Rewrite the article on Steve Jobs's health from the words "As we wait for" through "the numbers themselves.", replacing each "earnings" with "results".

_Extract to read:_
━━━━━━━━━━━━━━━━━━━━

As we wait for Apple to announce Q3 08 earnings, the media hacks are falling into the predictable pattern of making some news they wait for the earnings report. The story du jour revolves around Steve Jobs, specifically his health and how thin he looked at WWDC. The pressure is growing on Apple to outline a succession plan.
Today's series of stories can be traced back to a piece in the New York Post:
Apple is due to report earnings today, but many investors and analysts remain as interested in news of the condition of the tech titan - who is a survivor of pancreatic cancer - as they are in the numbers themselves.
"Apple's hedge fund investors are very worried," said a Wall Street source who has spoken with some of the company's stakeholders.
One investor polled by The Post acknowledged to recently selling down his stake by "a few million shares" as a hedge in case any more bad news comes out about Jobs' health.
And the money quote:
Part of the reason for the concern over Jobs' health - aside from genuine sympathy - is that Apple has no succession plan in place. A good deal of Apple's worth is tied to its leader.
Silicon Alley Insider picks up where the New York Post left the story and runs with it:
But at some point Apple is going to have get more specific, and convince Wall Street that it has a clear idea of what it intends to do if needs to replace Steve. Even if he's in the the best of health -- and we hope he is -- he can't run Apple forever. Time to acknowledge that, and time start figuring out what will happen when the company needs new leadership.
So, does Apple need to announce a post Steve Jobs plan? Personally, I don't think so, and at any rate, it wouldn't make any difference. If there's a whisper of bad news from Apple concerning Jobs' health then the outcome is predictable - in the short term the stock will take a severe battering, but following that, Apple will continue doing what's been working for them in recent years and stock prices will recover. While I agree that Jobs was pivotal to Apple's turnaround, I'm pretty sure that Apple could continue to be successful with or without Jobs at the helm.
On a more personal note, I wish Steve Jobs all the best with his health. However, if his health is shaky, I'd hate to think that he feels compelled to stay on at Apple simply for the sake of the company's stock price. After all, there are more important things in life than money.

━━━━━━━━━━━━━━━━━━━━

_Provided records:_
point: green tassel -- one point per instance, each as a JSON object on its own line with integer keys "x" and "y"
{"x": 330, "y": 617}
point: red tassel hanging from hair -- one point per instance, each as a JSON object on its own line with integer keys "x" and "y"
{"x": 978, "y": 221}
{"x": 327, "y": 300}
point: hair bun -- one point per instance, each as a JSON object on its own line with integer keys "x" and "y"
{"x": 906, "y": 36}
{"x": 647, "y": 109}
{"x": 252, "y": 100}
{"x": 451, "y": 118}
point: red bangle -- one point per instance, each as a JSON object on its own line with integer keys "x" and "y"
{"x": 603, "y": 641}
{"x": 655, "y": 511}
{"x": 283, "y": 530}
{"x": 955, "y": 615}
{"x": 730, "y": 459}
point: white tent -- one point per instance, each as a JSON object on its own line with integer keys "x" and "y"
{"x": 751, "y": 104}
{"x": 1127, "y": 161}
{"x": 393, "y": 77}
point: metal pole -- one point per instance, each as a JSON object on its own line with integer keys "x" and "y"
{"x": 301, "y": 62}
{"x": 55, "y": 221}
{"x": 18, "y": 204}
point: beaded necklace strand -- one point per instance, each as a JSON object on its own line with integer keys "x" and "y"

━━━━━━━━━━━━━━━━━━━━

_Finished task:_
As we wait for Apple to announce Q3 08 results, the media hacks are falling into the predictable pattern of making some news they wait for the results report. The story du jour revolves around Steve Jobs, specifically his health and how thin he looked at WWDC. The pressure is growing on Apple to outline a succession plan.
Today's series of stories can be traced back to a piece in the New York Post:
Apple is due to report results today, but many investors and analysts remain as interested in news of the condition of the tech titan - who is a survivor of pancreatic cancer - as they are in the numbers themselves.